PASSAGE SHOWN »
══════════
At least that’s the official line from the nation’s largest greeting card company about a product whose touchy subject has stirred a lot of conversation recently.
On a much smaller scale, but with a greater emotional investment, entrepreneur Journey Light says she also is responding to a need with cards she has created about sensitive topics that include domestic violence, drug abuse, coming out and eating disorders.
Light says her Midnight Sunset line of cards address issues prevalent in her social services work with children, teens, families and others who are hurting or struggling, or have someone in their lives in such a predicament, but don’t know what to say or do.
Where Hallmark’s job-loss cards are meant to provide encouragement and support, Light says her cards go beyond words.
“My cards are a step to action,” says Light, 44, a one-woman shop who has spent the past two years laying the groundwork and investing about $10,000 to start her company and market its products. “People can buy them and say, ‘I am going to take this step for myself.’”
══════════
PROBLEM A » Print the lines of the records verbatim, starting with the line that contains "of the rainbow" and ending after the line that contains "x=331, y=663".
The passage and the records have no connection to each other.
══════════
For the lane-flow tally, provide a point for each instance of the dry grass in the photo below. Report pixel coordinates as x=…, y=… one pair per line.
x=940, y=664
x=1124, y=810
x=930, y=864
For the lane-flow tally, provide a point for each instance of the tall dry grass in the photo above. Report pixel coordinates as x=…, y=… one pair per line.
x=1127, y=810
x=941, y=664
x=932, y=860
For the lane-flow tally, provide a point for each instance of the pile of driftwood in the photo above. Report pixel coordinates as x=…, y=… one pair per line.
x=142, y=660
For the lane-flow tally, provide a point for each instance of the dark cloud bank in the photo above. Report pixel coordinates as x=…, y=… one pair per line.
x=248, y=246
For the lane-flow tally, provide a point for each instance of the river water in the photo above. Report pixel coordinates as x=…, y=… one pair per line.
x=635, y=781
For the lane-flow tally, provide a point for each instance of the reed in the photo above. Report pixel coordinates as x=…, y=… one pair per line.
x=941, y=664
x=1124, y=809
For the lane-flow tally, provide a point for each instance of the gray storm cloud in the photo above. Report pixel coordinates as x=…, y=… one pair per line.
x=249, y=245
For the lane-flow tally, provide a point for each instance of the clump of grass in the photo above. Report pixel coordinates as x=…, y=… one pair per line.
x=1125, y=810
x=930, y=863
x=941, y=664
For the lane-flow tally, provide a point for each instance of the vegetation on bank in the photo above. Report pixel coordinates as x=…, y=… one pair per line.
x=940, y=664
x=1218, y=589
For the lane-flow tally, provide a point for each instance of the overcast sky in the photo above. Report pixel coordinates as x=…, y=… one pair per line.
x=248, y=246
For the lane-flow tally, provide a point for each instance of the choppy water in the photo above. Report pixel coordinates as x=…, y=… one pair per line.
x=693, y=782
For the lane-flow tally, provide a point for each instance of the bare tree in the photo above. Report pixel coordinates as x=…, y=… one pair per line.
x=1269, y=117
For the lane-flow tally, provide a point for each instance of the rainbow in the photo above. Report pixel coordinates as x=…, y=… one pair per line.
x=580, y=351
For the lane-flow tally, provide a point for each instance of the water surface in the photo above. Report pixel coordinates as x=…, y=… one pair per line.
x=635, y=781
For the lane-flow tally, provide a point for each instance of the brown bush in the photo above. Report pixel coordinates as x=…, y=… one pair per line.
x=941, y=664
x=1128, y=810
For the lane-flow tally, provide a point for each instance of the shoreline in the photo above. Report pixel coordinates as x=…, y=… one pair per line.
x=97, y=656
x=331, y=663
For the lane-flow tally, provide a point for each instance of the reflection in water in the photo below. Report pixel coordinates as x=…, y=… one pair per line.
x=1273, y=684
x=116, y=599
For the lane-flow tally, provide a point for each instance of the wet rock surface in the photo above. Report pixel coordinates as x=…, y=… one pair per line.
══════════
PROBLEM B » List the sensitive topics that the greeting card passage says Journey Light's cards cover.

WORKED SOLUTION A »
For the lane-flow tally, provide a point for each instance of the rainbow in the photo above. Report pixel coordinates as x=…, y=… one pair per line.
x=580, y=351
For the lane-flow tally, provide a point for each instance of the water surface in the photo above. Report pixel coordinates as x=…, y=… one pair per line.
x=635, y=781
For the lane-flow tally, provide a point for each instance of the brown bush in the photo above. Report pixel coordinates as x=…, y=… one pair per line.
x=941, y=664
x=1128, y=810
For the lane-flow tally, provide a point for each instance of the shoreline in the photo above. Report pixel coordinates as x=…, y=… one pair per line.
x=97, y=656
x=331, y=663

WORKED SOLUTION B »
Domestic violence
Drug abuse
Coming out
Eating disorders